▸ **Data for the task**:
--
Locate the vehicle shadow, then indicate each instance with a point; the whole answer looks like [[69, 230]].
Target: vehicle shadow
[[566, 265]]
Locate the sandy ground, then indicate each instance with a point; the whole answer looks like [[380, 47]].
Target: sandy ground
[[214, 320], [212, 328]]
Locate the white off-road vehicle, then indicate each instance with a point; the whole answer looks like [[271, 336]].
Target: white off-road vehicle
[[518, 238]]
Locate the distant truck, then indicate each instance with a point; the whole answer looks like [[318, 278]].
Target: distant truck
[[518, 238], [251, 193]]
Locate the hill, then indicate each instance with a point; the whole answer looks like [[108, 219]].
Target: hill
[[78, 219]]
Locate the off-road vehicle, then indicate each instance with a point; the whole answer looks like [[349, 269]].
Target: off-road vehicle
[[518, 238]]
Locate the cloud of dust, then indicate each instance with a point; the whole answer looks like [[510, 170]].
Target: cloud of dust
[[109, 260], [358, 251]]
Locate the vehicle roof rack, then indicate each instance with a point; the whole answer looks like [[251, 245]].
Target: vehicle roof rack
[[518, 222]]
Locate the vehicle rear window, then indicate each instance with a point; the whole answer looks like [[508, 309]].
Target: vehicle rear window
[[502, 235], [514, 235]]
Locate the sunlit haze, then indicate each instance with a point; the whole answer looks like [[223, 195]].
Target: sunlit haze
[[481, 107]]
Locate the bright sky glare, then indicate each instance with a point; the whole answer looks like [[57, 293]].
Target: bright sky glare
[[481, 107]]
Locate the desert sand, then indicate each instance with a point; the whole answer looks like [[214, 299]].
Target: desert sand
--
▸ **What you should do**: Copy out every one of the lines above word for word, keeping their order.

▸ **Exercise solution**:
Locate the vehicle shadow, then indicate each instance with a point; the whole answer looks like [[69, 230]].
Target: vehicle shadow
[[566, 265]]
Locate the sandy ground, then indicate each instance with a point; the whole answer looks like [[380, 47]].
Target: sandy ground
[[214, 320], [212, 328]]
Locate the white off-road vehicle, then indicate each instance with a point; the whole answer looks like [[271, 336]].
Target: white off-road vehicle
[[518, 238]]
Locate the distant truck, then indicate each instance with a point; the whole answer looks like [[318, 278]].
Target: distant truck
[[518, 238], [251, 193]]
Locate the hill, then indicate each instance with a point; the whole answer looks like [[108, 219]].
Target: hill
[[78, 219]]
Locate the off-road vehicle, then indicate each instance with a point; the whole answer looks like [[349, 269]].
Target: off-road vehicle
[[518, 238]]
Locate the cloud of dust, then indicate each instance with a point; the whole answer looks like [[510, 170]].
Target: cloud of dust
[[109, 260], [358, 251]]
Locate the vehicle roof rack, then indicate each instance with a point; the whole answer looks like [[251, 245]].
Target: vehicle roof rack
[[518, 222]]
Locate the vehicle rear window, then indicate each instance with a point; the whole answer looks like [[508, 309]].
Target: vehicle rear window
[[502, 235], [514, 235]]
Locate the sunlit haze, then indicate each instance with a point; the whole answer looks like [[223, 195]].
Target: sunlit haze
[[481, 107]]
Locate the bright sky glare, then indicate each instance with a point; the whole answer looks like [[57, 293]].
Target: bright sky glare
[[481, 107]]
Locate the desert sand, then indicate each instance with a point; the whole answer looks like [[214, 299]].
Target: desert sand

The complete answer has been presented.